*EXERCISE DETAILS*. Given the entries below, copy each of them out exactly.

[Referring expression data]
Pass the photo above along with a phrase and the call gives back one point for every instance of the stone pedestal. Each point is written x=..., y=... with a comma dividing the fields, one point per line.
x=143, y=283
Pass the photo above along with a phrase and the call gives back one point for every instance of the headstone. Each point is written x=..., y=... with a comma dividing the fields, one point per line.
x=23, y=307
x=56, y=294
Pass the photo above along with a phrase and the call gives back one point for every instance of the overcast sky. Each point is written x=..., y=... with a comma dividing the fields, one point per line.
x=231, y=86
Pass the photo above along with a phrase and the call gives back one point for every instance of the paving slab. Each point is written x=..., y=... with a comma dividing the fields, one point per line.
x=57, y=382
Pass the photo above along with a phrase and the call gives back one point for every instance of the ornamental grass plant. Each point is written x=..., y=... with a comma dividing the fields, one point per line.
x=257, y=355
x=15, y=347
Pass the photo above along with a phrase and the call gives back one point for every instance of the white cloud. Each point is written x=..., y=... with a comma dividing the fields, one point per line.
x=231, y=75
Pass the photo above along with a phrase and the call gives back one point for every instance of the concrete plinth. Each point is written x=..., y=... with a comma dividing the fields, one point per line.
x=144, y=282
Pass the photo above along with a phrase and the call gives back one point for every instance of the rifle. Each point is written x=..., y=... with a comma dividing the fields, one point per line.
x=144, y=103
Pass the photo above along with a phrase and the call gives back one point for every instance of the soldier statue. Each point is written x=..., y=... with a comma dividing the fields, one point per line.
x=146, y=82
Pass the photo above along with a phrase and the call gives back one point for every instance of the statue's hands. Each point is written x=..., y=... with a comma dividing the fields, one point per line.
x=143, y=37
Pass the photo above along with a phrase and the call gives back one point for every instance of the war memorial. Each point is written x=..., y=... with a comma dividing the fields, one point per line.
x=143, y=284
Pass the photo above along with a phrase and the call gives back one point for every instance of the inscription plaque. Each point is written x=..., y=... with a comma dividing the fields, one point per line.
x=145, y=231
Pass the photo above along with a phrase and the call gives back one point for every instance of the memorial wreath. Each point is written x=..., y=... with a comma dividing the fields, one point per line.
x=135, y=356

*WRITTEN REPLY*.
Pass the photo above along with a phrase and the call gives back one point for every instance of the stone pedestal. Each point is written x=..., y=... with a comma dividing the fields, one point per line.
x=143, y=283
Pass the photo above along with a phrase and the call gives back one point for every instance of the headstone. Each point is written x=..., y=... with a comma dividing the fields, one point per line.
x=23, y=307
x=56, y=294
Pass the photo above along with a phrase and the call gives back one point for every instance of the overcast sky. Each point is written x=..., y=... with a comma dividing the fields, one point per line.
x=231, y=86
Pass the photo above along with a phrase and the call gives back one point for every instance of the paving slab. Each point is written x=..., y=... with a comma dividing the fields, one point per line.
x=57, y=382
Pass the photo above along with a phrase and the call gives back one point for every instance of the ornamental grass plant. Each point is written x=..., y=... with a comma dividing the fields, one point per line.
x=257, y=355
x=15, y=347
Pass the photo above along with a phrase and the call gives back one point for every instance of the white cloud. Each point is written x=..., y=... with a comma dividing the fields, one point per line.
x=231, y=75
Pass the photo above along with a phrase and the call gives back one point for every instance of the concrete plinth. Each point is written x=..., y=... with a comma dividing the fields, one point per line.
x=144, y=282
Pass the photo above along with a phrase and the call gives back one point for every instance of the rifle. Each point is written x=..., y=... with a comma dividing the fields, one point per line.
x=144, y=103
Pass the photo above along with a phrase and the call gives back one point for every instance of the soldier statue. Each point is written x=..., y=... with a comma dividing the fields, one point per line.
x=146, y=82
Pass the photo above along with a phrase and the call gives back one point for every instance of the statue's hands. Each point is written x=..., y=... with a comma dividing the fields, one point per line.
x=143, y=37
Pass the photo above along with a phrase and the call gives back one point for every instance of the war memorial. Each point is written x=..., y=... with a comma dividing the fields, one point per line.
x=143, y=284
Pass the photo above along with a phrase and the call gives back one point for every instance of the inscription plaque. Each point is written x=..., y=... with a comma dividing the fields, one point per line.
x=145, y=231
Pass the photo above along with a phrase and the call gives back one point for every instance of the memorial wreath. Each point is written x=..., y=... with a comma dividing the fields, one point per line.
x=135, y=356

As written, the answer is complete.